Source extract.
◆ ◆ ◆
= Neoepitope =

Neoepitopes are a class of major histocompatibility complex (MHC) bound peptides. They represent the antigenic determinants of neoantigens. Neoepitopes are recognized by the immune system as targets for T cells and can elicit immune response to cancer.

== Description ==
Epitopes, also referred to as antigenic determinants, are parts of an antigen that are recognized by the immune system. A neoepitope is an epitope the immune system has not encountered before. Therefore it is not subject to tolerance mechanisms of the immune system. As the mutant gene product is only expressed in tumors and is not found in non-cancerous cells, neoepitopes may evoke a vigorous T cell response. Tumor Mutational Burden (TMB, the number of mutations within a targeted genetic region in the cancerous cell's DNA) correlates with the number of neoepitopes, and have been suggested to correlate with patient survival post immunotherapy, although the findings about the neoantigen/immunogenicity association are disputed.
◆ ◆ ◆
Exercise requirements.
Print the text on neoepitopes again exactly, from its title through its last sentence, with no changes.
◆ ◆ ◆
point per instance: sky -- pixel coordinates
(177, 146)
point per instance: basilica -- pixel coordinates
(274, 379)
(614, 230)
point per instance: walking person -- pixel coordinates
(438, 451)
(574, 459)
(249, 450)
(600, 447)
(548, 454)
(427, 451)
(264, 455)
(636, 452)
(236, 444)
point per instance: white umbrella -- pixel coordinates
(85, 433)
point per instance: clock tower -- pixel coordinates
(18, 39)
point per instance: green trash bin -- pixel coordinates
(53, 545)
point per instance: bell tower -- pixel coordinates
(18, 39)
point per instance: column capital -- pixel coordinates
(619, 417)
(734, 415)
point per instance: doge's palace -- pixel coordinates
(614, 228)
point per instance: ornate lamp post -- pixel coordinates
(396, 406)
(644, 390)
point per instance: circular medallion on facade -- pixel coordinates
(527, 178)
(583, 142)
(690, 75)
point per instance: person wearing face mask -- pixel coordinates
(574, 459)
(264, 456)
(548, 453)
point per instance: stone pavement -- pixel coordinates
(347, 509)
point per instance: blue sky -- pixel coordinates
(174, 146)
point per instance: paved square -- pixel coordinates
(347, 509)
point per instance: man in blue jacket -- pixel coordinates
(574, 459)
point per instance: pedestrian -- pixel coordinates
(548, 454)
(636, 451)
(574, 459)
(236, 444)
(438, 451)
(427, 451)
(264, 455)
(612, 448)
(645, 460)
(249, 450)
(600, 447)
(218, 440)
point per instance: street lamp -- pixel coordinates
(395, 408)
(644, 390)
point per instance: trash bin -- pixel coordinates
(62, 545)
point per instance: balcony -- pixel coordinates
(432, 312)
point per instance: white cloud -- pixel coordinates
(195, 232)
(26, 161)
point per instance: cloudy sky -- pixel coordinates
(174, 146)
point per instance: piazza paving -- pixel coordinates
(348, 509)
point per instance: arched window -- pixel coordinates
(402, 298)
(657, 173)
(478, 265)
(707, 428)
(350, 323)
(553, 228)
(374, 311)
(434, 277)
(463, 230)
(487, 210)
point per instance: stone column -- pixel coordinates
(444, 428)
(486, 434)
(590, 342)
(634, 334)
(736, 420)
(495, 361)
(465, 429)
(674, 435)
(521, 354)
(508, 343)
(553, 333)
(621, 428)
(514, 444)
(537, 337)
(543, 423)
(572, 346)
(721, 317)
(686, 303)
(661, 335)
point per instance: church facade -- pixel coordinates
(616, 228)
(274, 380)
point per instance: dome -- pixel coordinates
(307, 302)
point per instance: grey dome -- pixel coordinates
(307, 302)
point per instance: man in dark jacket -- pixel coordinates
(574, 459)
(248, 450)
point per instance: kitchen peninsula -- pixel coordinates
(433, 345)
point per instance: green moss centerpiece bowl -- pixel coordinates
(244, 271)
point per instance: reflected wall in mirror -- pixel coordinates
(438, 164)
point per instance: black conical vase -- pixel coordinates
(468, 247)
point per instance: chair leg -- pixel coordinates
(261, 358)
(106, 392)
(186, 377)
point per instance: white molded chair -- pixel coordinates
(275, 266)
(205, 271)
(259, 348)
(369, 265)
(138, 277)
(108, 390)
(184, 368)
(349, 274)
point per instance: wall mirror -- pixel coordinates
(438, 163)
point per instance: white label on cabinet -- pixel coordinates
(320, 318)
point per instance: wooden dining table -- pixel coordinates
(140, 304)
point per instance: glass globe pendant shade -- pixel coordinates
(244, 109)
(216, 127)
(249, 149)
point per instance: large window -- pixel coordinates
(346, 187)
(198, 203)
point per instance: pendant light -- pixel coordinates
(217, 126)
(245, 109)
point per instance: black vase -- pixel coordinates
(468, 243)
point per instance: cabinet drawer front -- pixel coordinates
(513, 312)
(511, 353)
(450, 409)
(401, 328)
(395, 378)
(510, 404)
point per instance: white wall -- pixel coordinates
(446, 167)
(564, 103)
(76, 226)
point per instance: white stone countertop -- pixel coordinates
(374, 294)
◆ ◆ ◆
Response for this exercise.
= Neoepitope =

Neoepitopes are a class of major histocompatibility complex (MHC) bound peptides. They represent the antigenic determinants of neoantigens. Neoepitopes are recognized by the immune system as targets for T cells and can elicit immune response to cancer.

== Description ==
Epitopes, also referred to as antigenic determinants, are parts of an antigen that are recognized by the immune system. A neoepitope is an epitope the immune system has not encountered before. Therefore it is not subject to tolerance mechanisms of the immune system. As the mutant gene product is only expressed in tumors and is not found in non-cancerous cells, neoepitopes may evoke a vigorous T cell response. Tumor Mutational Burden (TMB, the number of mutations within a targeted genetic region in the cancerous cell's DNA) correlates with the number of neoepitopes, and have been suggested to correlate with patient survival post immunotherapy, although the findings about the neoantigen/immunogenicity association are disputed.